*Required task*
Please print the records below word for word, from the line with "Detection annotation — mark the tree" through the end of the records, with both ends included.

(Entries for bounding box labeling)
-------

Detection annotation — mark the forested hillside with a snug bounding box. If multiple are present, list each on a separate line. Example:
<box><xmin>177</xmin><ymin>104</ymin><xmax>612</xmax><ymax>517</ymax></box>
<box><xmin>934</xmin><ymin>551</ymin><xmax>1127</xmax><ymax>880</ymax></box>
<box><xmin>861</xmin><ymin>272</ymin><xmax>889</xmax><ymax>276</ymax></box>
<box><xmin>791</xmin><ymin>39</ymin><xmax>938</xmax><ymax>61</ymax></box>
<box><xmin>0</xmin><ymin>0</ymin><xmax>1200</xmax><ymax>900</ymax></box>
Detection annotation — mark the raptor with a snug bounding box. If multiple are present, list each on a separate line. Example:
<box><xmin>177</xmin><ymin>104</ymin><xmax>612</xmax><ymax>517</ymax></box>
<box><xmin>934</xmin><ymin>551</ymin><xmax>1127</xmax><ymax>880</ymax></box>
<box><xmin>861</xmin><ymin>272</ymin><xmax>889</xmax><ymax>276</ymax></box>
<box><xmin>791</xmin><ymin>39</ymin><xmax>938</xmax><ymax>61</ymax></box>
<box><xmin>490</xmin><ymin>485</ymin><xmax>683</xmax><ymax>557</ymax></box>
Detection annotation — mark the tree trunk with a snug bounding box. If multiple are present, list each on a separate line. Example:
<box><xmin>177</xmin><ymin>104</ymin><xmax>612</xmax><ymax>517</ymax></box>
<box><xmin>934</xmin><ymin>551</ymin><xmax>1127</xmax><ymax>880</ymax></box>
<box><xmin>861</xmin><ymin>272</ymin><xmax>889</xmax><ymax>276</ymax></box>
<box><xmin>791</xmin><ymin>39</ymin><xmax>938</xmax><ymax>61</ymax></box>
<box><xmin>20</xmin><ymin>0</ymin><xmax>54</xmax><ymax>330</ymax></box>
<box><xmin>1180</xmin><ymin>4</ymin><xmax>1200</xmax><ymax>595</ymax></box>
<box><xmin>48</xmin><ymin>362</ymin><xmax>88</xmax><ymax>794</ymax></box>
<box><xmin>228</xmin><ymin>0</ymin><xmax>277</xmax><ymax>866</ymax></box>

-------

*Exercise result*
Detection annotation — mark the tree trunk with a snug bounding box. If multiple are present, list each on a separate line. Example:
<box><xmin>177</xmin><ymin>104</ymin><xmax>612</xmax><ymax>517</ymax></box>
<box><xmin>934</xmin><ymin>551</ymin><xmax>1127</xmax><ymax>880</ymax></box>
<box><xmin>861</xmin><ymin>272</ymin><xmax>889</xmax><ymax>276</ymax></box>
<box><xmin>791</xmin><ymin>39</ymin><xmax>938</xmax><ymax>61</ymax></box>
<box><xmin>20</xmin><ymin>0</ymin><xmax>54</xmax><ymax>330</ymax></box>
<box><xmin>1180</xmin><ymin>4</ymin><xmax>1200</xmax><ymax>595</ymax></box>
<box><xmin>48</xmin><ymin>362</ymin><xmax>88</xmax><ymax>794</ymax></box>
<box><xmin>228</xmin><ymin>0</ymin><xmax>277</xmax><ymax>866</ymax></box>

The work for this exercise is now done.